Copy out all the records below, putting "in the picture" in place of "shown above" each time it appears and changing nothing else. Leave the pictures out of your copy.
* BEGIN *
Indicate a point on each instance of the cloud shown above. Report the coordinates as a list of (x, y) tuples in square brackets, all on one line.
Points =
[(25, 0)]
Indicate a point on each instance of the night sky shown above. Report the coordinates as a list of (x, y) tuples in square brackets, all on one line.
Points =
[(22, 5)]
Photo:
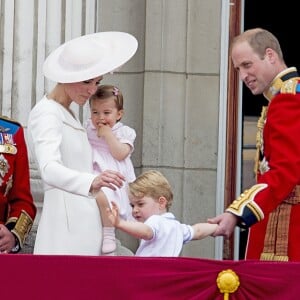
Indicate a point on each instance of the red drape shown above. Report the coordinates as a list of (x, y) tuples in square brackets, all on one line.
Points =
[(43, 277)]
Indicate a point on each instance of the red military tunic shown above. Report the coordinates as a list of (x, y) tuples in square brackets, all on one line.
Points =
[(17, 209), (271, 208)]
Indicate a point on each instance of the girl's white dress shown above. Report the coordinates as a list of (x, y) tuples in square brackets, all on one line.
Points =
[(103, 160), (70, 219)]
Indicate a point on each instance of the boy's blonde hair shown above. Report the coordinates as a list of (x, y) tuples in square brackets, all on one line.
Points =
[(152, 184)]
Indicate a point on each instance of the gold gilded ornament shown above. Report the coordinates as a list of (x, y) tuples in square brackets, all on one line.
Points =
[(228, 282)]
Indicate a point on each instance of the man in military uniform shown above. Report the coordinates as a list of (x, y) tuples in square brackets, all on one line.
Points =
[(17, 209), (270, 208)]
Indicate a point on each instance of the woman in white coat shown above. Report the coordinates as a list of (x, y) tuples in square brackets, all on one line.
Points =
[(70, 220)]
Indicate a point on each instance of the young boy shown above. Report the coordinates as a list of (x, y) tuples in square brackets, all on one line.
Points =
[(161, 234)]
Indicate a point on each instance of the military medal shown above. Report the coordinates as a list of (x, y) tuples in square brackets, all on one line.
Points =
[(4, 166)]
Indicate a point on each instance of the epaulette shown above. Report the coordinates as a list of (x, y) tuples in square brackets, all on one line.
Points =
[(8, 125), (291, 86), (5, 118)]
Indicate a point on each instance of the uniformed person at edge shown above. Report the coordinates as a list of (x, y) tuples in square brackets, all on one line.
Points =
[(17, 209)]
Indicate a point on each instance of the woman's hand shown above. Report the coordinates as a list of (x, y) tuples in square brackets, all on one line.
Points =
[(108, 178)]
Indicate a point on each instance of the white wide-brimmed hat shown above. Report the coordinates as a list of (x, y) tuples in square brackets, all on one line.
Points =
[(89, 56)]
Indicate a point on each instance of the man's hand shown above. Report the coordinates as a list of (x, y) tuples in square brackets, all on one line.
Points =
[(7, 240)]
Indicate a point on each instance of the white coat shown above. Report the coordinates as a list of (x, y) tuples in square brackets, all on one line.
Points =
[(70, 220)]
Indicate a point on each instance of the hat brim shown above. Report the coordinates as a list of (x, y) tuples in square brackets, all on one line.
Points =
[(115, 49)]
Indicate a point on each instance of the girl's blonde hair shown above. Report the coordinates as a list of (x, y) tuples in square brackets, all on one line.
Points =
[(152, 184), (106, 91)]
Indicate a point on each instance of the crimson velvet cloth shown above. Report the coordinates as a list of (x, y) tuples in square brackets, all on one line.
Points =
[(43, 277)]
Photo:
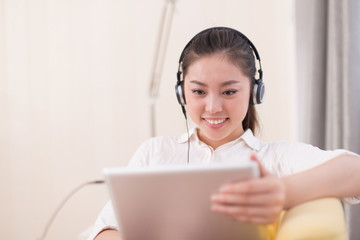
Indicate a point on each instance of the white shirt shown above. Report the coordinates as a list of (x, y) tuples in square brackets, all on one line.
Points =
[(280, 158)]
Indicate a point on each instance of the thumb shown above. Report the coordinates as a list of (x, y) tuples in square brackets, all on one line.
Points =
[(263, 171)]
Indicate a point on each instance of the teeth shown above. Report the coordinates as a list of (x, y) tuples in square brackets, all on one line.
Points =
[(215, 122)]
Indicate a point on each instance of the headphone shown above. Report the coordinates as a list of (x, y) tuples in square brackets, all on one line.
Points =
[(258, 88)]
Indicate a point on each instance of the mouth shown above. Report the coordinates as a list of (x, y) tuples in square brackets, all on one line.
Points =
[(215, 122)]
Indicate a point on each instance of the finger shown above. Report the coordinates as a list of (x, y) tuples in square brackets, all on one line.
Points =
[(263, 171), (253, 186), (246, 212), (245, 199)]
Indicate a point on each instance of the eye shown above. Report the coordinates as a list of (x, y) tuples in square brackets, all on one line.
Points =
[(229, 92), (198, 92)]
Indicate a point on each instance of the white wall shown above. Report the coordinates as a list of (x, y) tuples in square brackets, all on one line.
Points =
[(74, 78)]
* END *
__CORRECT OUTPUT__.
Indicate a point on each instance of the cloud in the picture. Report the coordinates as a list of (x, y) tuples in square brackets, all on one line.
Points =
[(25, 0)]
Indicate a point on each instance of the night sky in the picture. Report the coordinates as a list of (x, y) tuples in square brackets, all on one line.
Points =
[(22, 5)]
Photo:
Indicate a point on each instance of the red drape in the picture. Report the coordinates as a list of (x, y) tuples in square brackets, all on one line.
Points =
[(43, 277)]
Indicate a point on each instance of the red military tunic in the picture. Report the coordinates as a list of (x, y) tuples in square brackets, all on one line.
Points =
[(17, 209), (271, 208)]
Indicate a point on each instance of the girl's white dress in the picture. Report the coordinates as a list of (x, y) tuples in square brackets, all on one line.
Points =
[(103, 160), (70, 219)]
Indicate a point on each instance of the boy's blonde hair in the picture. Report the coordinates as a list of (x, y) tuples in square brackets, all on one line.
Points =
[(152, 184)]
Indicate a point on each instance of the gold gilded ornament in the picture. Report the coordinates as a list of (x, y) tuples in square brackets, all on one line.
Points =
[(228, 282)]
Indicate a point on each instance of the man in military uniform in the picture. Report the coordinates as a list of (x, y) tuples in square brackets, all on one line.
Points =
[(17, 209), (270, 208)]
Indicate a point on each instance of the woman in white coat in the picture. Report the coordinates as a list of (x, y) tuples in square brackets, all on one line.
Points =
[(70, 220)]
Indicate a point on each instance of the young boy in the picture. Report the coordinates as a list of (x, y) tuples in square brackets, all on one line.
Points =
[(161, 234)]
Indicate a point on each instance of the military medal in the picture. Report the coordinates as a list of (x, y) tuples in square brackets, all on one line.
Points =
[(4, 166)]
Indicate a point on each instance of the epaulette in the picture. Report the coordinates as a list of (x, y) tuples in square brackets, all on one line.
Points =
[(8, 125), (291, 86), (5, 118)]
Indicate a point on each instance of the uniformed person at edge in the picture. Report the coordinates as a list of (x, y) tuples in square brackets, all on one line.
Points =
[(17, 209)]
Indicate a point on each instance of the woman's hand in the picture. Report the coordinates as a list of (x, y) tuples in square brackets, all on one line.
Points =
[(108, 178)]
Indicate a point on each instance of the white wide-brimmed hat in the picture. Report the coordinates as a list of (x, y) tuples in square brackets, all on one line.
Points =
[(89, 56)]
Indicate a point on each instance of the man's hand in the picture. Report the coordinates as a list of (x, y) tuples in square brackets, all on one line.
Points =
[(7, 240)]
Indicate a point on each instance of the white coat in the picture. Report the coordinates as a list of (x, y) tuples in square brackets, all on one line.
Points =
[(70, 220)]
Indicate a point on each instance of the hat brim in the picture. Report the coordinates as a list of (x, y) tuples in square brackets, all on one line.
Points =
[(115, 49)]
Indicate a point on each instance of the girl's blonde hair in the picture. Report the coordinates as a list of (x, y) tuples in square brackets, all on one line.
Points =
[(152, 184), (106, 91)]
Indicate a point on each instance of the crimson velvet cloth in the picture. Report the coordinates as a list of (x, y) tuples in square brackets, all on one line.
Points =
[(43, 277)]
Photo:
Indicate a point on each instance of the white shirt in the picture. Report the coordinates as a list of (x, y) tuples in square brackets, all on one line.
Points =
[(280, 158)]
Indicate a point on each instance of the thumb in the picture. Report the coordinates as a list of (x, y) tuples in square brackets, all on one line.
Points =
[(263, 171)]
Indicate a point on each instance of the teeth in the picture. Report the coordinates as a list of (x, y) tuples in square brackets, all on one line.
Points =
[(215, 122)]
Indicate a point on each instance of the headphone in the picture. Report the coordinates as a list of (x, y) tuples in square brackets, all on one line.
Points =
[(258, 88)]
Indicate a point on each instance of the mouth in the picture. Report the coordinates as a list of (x, y) tuples in square brackets, all on one line.
Points =
[(215, 122)]
Indicate a point on each instance of the finger in the picture. Report the coordinates as a list of (x, y) tuples in square brackets, all on one line.
Points =
[(263, 171), (253, 186), (246, 212), (245, 199)]
Indicate a point on each instance of the eye in the picture. Report the coordinates as a list of (x, y) tuples in square brackets, all on one line.
Points =
[(229, 92), (198, 92)]
Indicate a point on each instance of the white wall in the picture. Report the coordinates as a list of (x, y) tuples in square brackets, all on one line.
Points =
[(74, 78)]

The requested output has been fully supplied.